Fragmento del texto —
Antes incluso de conocerse el resultado del referéndum sobre el Brexit, numerosos responsables políticos aludían a la necesidad de poner en marcha iniciativas dirigidas a volver a dar sentido a la integración europea o, en todo caso, a detener cualquier riesgo de contagio. Como ejemplo revelador, baste decir que la revista científica Politique européenne dedicaba recientemente su número 50 preguntándose sobre cómo abordar el desencanto que produce la UE. El profesor Yves Mény, presentado como “europeísta convencido” y defensor del Tratado Constitucional de 2005, afirmaba sin ambages que las “herramientas extremadamente intrusivas” de la UE apenas van acompañadas de “instrumentos de legitimación suficientes” e incluso que el “poder [a este nivel] está a día de hoy en manos de burócratas”.

De modo que el famoso escepticismo que antaño rondaba alrededor de estos estudios podría estar en condiciones de ganarse incluso a los más fervientes defensores de Europa. Quizás porque este ideal parece cada vez más traicionado por la construcción institucional que debía darle cuerpo... Para los que buscan responder de forma progresista a los resultados y a la legitimidad en declive de la UE, el terreno estratégico es resbaladizo: ¿la UE permite aún responder a objetivos de progreso humano? Si la respuesta es no, ¿vale la pena pelearse desde dentro? Sin hallar la respuesta definitiva al debate, es posible alimentarlo recurriendo a algunas referencias, a los trabajos, en el ámbito de las ciencias sociales, más estimulantes sobre el asunto.

Tarea 1 — Resume en forma de lista el párrafo del fragmento que comienza con «De modo que el famoso escepticismo» y conserva sus ideas principales.
El texto y los registros no tienen ninguna relación entre sí.

Registros disponibles —
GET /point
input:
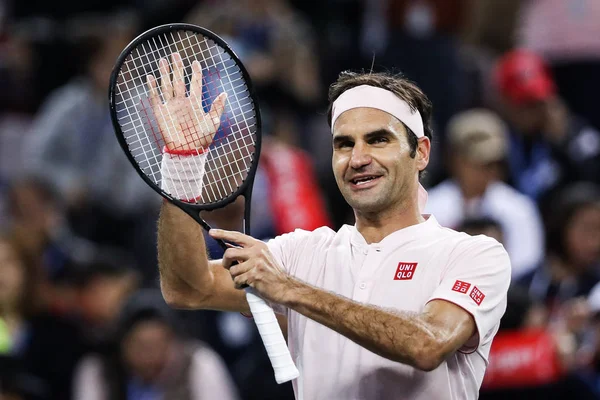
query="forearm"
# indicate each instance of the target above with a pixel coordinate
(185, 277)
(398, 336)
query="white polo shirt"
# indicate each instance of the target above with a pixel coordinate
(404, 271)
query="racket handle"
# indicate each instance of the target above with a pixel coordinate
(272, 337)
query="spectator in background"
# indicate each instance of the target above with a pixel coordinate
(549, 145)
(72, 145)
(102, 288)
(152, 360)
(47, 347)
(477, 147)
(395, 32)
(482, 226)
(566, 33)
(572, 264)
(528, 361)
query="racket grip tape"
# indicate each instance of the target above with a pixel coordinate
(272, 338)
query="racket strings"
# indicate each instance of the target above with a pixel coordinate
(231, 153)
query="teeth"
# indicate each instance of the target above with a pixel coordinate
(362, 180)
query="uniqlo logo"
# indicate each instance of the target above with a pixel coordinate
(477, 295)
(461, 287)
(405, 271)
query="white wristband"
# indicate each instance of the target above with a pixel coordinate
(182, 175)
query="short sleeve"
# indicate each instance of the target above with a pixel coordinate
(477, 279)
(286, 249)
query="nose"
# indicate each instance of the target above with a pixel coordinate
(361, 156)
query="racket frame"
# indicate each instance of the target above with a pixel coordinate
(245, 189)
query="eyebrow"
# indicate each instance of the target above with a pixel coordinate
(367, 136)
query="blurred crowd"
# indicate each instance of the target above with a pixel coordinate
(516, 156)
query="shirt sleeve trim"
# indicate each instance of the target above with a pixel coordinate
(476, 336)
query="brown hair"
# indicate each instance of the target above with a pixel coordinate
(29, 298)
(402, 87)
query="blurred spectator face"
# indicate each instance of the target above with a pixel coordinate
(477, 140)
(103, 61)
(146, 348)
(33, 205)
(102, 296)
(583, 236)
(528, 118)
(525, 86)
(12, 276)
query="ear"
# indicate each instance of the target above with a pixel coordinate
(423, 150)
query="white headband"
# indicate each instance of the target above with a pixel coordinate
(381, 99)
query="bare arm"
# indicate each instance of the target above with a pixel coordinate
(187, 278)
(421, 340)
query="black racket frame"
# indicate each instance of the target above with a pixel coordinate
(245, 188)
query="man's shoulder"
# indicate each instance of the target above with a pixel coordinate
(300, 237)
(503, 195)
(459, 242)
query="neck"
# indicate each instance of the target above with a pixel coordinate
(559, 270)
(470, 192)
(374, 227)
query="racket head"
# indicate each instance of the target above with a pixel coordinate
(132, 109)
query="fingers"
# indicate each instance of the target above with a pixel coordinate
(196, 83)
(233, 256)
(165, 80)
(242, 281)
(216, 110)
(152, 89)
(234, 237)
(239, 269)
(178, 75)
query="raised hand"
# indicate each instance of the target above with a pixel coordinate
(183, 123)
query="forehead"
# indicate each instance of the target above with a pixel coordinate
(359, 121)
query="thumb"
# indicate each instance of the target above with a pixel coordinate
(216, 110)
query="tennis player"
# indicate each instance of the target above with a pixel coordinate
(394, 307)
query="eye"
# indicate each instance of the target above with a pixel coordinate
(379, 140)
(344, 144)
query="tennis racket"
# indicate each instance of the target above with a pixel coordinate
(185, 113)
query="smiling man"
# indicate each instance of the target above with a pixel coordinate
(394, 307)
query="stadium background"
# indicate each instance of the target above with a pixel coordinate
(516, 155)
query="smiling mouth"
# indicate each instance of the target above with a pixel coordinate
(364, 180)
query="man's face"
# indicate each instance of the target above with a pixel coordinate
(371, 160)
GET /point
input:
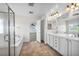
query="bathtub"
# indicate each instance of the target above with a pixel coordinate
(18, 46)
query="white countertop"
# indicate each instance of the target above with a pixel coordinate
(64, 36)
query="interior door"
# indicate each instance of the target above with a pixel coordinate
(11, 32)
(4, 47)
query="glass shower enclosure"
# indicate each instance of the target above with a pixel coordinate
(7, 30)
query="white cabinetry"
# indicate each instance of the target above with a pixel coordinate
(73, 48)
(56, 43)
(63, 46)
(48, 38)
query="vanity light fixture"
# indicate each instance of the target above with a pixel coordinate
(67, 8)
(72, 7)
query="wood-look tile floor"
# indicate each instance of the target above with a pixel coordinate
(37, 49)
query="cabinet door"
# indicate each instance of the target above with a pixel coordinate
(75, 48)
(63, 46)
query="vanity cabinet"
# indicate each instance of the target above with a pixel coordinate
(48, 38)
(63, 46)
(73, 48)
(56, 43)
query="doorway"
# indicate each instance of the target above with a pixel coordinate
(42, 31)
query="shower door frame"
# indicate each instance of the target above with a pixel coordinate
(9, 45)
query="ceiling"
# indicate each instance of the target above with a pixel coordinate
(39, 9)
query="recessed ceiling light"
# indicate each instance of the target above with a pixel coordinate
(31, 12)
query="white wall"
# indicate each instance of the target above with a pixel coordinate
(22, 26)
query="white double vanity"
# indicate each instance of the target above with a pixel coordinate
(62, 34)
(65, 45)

Tarea 2 — Di cuántas líneas de los registros contienen la palabra «racket». Responde solo con el número.

Respuesta correcta 1 —
- El escepticismo que antes rodeaba estos estudios podría convencer incluso a los defensores más fervientes de Europa.
- Quizás se deba a que el ideal europeo parece cada vez más traicionado por la construcción institucional que debía darle cuerpo.
- Para quienes buscan responder de forma progresista a los resultados y a la legitimidad en declive de la UE, el terreno estratégico es resbaladizo.
- Se plantean dos preguntas: si la UE todavía permite alcanzar objetivos de progreso humano y, si no es así, si vale la pena pelear desde dentro.
- Sin llegar a una respuesta definitiva, el debate puede alimentarse con algunas referencias a los trabajos más estimulantes de las ciencias sociales sobre el asunto.

Respuesta correcta 2 — 7